> **Natural-language object grounding data**:

------------

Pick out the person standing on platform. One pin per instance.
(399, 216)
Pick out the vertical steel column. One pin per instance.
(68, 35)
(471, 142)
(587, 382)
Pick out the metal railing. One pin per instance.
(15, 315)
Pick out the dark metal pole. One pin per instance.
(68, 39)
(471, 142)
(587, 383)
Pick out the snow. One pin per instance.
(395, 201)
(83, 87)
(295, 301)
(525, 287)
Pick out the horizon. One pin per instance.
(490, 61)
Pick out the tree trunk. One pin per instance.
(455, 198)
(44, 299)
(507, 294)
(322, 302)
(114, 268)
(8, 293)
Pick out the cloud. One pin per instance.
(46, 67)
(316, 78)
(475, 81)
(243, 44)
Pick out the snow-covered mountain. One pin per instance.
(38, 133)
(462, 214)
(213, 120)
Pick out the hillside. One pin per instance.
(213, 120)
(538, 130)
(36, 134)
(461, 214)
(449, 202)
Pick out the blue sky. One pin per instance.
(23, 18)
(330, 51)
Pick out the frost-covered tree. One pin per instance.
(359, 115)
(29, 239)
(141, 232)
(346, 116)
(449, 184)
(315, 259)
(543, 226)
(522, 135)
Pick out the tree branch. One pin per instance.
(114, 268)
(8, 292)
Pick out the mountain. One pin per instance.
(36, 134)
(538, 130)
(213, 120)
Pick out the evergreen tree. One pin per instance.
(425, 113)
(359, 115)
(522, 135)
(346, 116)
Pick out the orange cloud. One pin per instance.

------------

> **EXERCISE AIM**: In the answer, include exactly the lines from the line containing "Pick out the frost-covered" through the end of the data, and nothing else.

> **EXPECTED ANSWER**:
Pick out the frost-covered tree. One pin per instance.
(359, 115)
(29, 239)
(141, 232)
(346, 116)
(449, 184)
(315, 259)
(543, 226)
(522, 135)
Pick out the tree branch. One pin per instance.
(114, 268)
(8, 292)
Pick out the mountain. One pin per instance.
(36, 134)
(538, 130)
(213, 120)
Pick out the evergreen tree. One pin per instance.
(425, 113)
(359, 115)
(522, 135)
(346, 116)
Pick out the orange cloud. One pin per instance.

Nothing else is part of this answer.